Write out the records word for word, from the line containing "the bamboo toothbrush." down to the line containing "[346,239,369,400]", including both of those lines. Leave the picture out of your copy.

Provided information |
⟨
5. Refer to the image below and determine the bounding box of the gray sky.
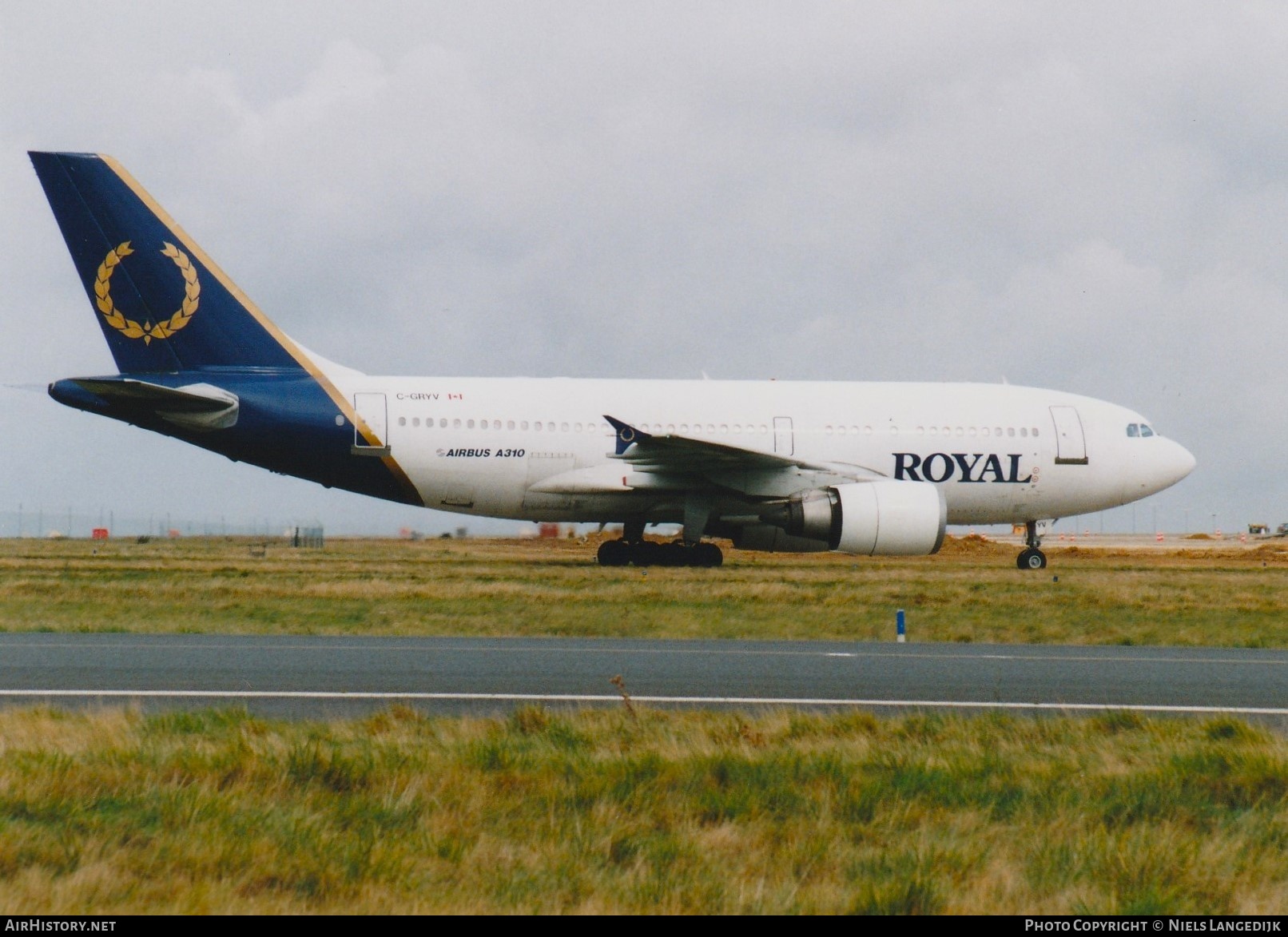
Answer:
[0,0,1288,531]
⟩
⟨
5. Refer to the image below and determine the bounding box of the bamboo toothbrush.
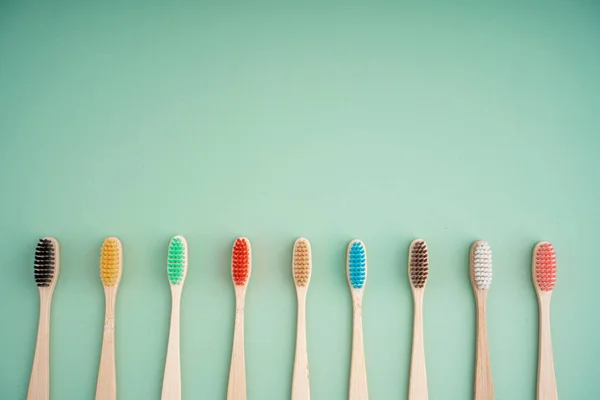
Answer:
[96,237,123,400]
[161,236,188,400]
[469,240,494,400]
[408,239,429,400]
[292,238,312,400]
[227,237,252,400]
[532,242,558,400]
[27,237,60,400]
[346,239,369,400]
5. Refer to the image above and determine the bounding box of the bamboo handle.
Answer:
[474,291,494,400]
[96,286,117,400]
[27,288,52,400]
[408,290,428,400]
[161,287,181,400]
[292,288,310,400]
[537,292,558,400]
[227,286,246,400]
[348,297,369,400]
⟩
Problem solution |
5. Refer to the image below and determine the bounding box of the bamboo toothbrush.
Answer:
[96,237,123,400]
[161,236,188,400]
[469,240,494,400]
[408,239,429,400]
[292,238,312,400]
[227,237,252,400]
[532,242,558,400]
[27,237,60,400]
[346,239,369,400]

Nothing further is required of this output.